STUDY TEXT >>
········

Saturday, October 18, 2008

October 18, 2008

We arrived in Hanoi today from Luang Prabang. We’re in a completely different environment! Luang Prabang in Laos is a small, sleepy hill town with a population of 100,000 known for Buddhist temples, beautiful scenery, and refreshing mountain climate. The recently built Lao-Chinese provincial hospital is clean, spacious, and – at least while we were there – decidedly uncrowded. The airport is tiny and can only accommodate small planes. We only saw props (and not too many of those).

Hanoi on the other hand is now a sprawling metropolis of over 6 million people. The airport is modern and expansive. The streets are congested rivers of humanity with potential catastrophe everywhere. At least now motorcycle helmets (“insurance hats” is a direct translation) have become mandatory.

After checking in to our hotel, I took a taxi to the National Conference Center located clear on the other side of town. I will be performing a live angioplasty/stent case tomorrow and there was a meeting to select and assign the cases. That’s definitely a meeting that one doesn’t want to miss unless one relishes the idea of doing something crazy and difficult with a lot of cardiologists watching. The NCC, a brand new gigantic and beautiful complex which cost over $268 million US, is yet another symbol of the new Vietnam.

········

WHAT IS BEING ASKED >> Translate this sentence from the travel diary into Spanish: "Hanoi on the other hand is now a sprawling metropolis of over 6 million people." The entries have no connection to the travel diary.

········

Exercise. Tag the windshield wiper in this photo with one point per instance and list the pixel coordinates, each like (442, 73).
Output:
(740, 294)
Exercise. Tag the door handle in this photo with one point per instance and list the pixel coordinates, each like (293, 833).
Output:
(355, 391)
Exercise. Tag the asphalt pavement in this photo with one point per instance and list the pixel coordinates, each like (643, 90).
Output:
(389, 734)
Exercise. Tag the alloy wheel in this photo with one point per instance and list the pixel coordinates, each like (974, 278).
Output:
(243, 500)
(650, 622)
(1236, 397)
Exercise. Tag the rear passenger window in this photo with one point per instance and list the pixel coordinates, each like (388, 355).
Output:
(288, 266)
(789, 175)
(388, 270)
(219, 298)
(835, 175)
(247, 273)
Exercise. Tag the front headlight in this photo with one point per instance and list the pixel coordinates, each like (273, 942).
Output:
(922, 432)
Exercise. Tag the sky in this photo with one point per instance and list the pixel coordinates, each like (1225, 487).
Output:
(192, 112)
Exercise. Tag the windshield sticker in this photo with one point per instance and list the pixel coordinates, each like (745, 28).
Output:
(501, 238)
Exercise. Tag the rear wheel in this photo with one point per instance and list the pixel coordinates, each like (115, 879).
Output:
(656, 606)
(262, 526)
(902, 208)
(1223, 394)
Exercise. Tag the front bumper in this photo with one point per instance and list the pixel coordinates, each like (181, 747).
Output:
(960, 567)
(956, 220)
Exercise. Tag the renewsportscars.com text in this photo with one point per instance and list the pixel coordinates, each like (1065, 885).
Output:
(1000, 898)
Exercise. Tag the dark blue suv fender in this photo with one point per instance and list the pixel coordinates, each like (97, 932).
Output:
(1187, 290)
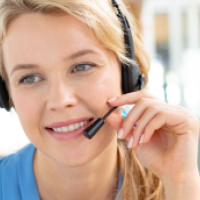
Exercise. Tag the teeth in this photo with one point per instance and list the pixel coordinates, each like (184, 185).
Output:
(64, 129)
(77, 125)
(71, 127)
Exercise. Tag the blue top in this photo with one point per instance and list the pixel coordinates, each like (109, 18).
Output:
(17, 179)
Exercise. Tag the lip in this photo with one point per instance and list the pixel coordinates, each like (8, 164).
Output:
(69, 135)
(67, 123)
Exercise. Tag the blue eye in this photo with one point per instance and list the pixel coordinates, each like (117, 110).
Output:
(28, 79)
(82, 67)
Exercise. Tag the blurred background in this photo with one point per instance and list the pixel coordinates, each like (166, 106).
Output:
(170, 32)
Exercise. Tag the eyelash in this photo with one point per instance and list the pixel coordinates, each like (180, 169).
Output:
(21, 81)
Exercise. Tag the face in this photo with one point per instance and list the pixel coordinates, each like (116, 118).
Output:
(50, 82)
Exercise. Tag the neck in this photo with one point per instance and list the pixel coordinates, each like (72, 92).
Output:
(95, 180)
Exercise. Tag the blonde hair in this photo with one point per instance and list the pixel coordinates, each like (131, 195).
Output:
(101, 18)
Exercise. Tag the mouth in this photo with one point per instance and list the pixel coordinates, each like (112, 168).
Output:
(71, 127)
(69, 132)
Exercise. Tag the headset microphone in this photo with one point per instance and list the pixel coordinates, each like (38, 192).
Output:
(132, 80)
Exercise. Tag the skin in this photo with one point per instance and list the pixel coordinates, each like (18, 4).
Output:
(169, 147)
(59, 94)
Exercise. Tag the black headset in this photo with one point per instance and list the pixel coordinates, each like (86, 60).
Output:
(132, 80)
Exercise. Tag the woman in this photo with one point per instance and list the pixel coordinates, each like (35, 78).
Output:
(61, 62)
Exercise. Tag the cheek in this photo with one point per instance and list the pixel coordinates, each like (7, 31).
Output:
(28, 111)
(102, 88)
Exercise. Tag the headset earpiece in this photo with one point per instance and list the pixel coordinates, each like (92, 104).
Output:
(4, 96)
(132, 80)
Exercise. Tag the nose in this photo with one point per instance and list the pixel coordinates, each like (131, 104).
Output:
(61, 95)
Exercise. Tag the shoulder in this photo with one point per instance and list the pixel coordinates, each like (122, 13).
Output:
(12, 171)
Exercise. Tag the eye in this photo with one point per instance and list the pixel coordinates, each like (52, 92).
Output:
(82, 67)
(29, 79)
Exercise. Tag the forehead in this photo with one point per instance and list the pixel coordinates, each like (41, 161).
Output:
(34, 37)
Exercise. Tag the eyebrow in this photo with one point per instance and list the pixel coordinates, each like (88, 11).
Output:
(73, 56)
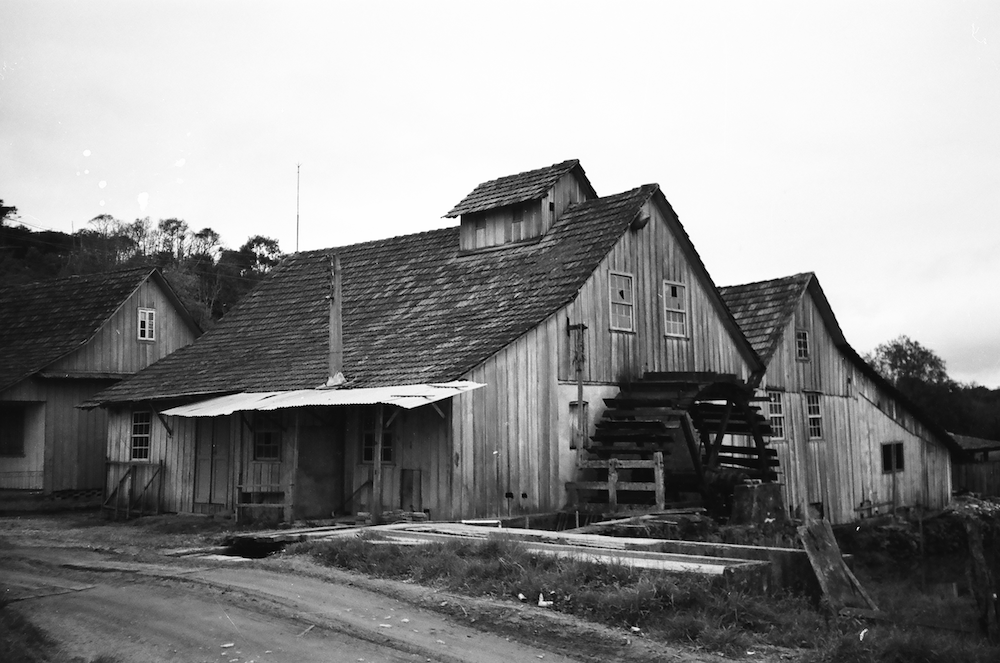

········

SOLUTION TO THIS TASK >> Hanói, en cambio, es ahora una metrópolis extensa de más de 6 millones de habitantes.